• _SOURCE PASSAGE_

[Start of Attachment]

Your Total Guide To Adaptogens | Part 8 | Holy basil
Holy Basil | Tulsi | An adaptogen
Tulsi, also known as holy basil, (not to be confused with culinary basil) is considered an adaptogen. Adaptogens are a group of natural substances that help the body adapt to stress and maintain homeostasis, or balance, within the body.
Holy basil is known to have antiviral, antibacterial, and anti-inflammatory properties.
Tulsi has been used in traditional Ayurvedic medicine for centuries and is believed to have apoptogenic properties that can help the body cope with physical and emotional stress. Research has also shown that Tulsi has anti-inflammatory and antioxidant properties, and may have a positive effect on the immune system.
Some potential benefits of Tulsi include:
- Reducing stress and anxiety: Tulsi has apoptogenic properties, which means it can help the body cope with stress and reduce anxiety.
- Boosting immunity: Tulsi is rich in antioxidants and has anti-inflammatory properties, which may help boost the immune system and fight off infections.

[End of Attachment]

• _STORED DATA_
[Start of Attachment]

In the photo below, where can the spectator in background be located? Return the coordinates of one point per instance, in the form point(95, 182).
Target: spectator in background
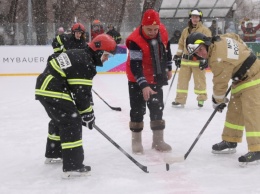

[End of Attachment]

• _REQUIREMENT A_
In the holy basil text, what kind of traditional medicine has used Tulsi for centuries?
• _REQUIREMENT B_
Return the holy basil text from "Your Total Guide" up to and including "and reduce anxiety.", copied exactly.
The data is not needed here.

• _WORKED SOLUTION A_
Traditional Ayurvedic medicine.

• _WORKED SOLUTION B_
Your Total Guide To Adaptogens | Part 8 | Holy basil
Holy Basil | Tulsi | An adaptogen
Tulsi, also known as holy basil, (not to be confused with culinary basil) is considered an adaptogen. Adaptogens are a group of natural substances that help the body adapt to stress and maintain homeostasis, or balance, within the body.
Holy basil is known to have antiviral, antibacterial, and anti-inflammatory properties.
Tulsi has been used in traditional Ayurvedic medicine for centuries and is believed to have apoptogenic properties that can help the body cope with physical and emotional stress. Research has also shown that Tulsi has anti-inflammatory and antioxidant properties, and may have a positive effect on the immune system.
Some potential benefits of Tulsi include:
- Reducing stress and anxiety: Tulsi has apoptogenic properties, which means it can help the body cope with stress and reduce anxiety.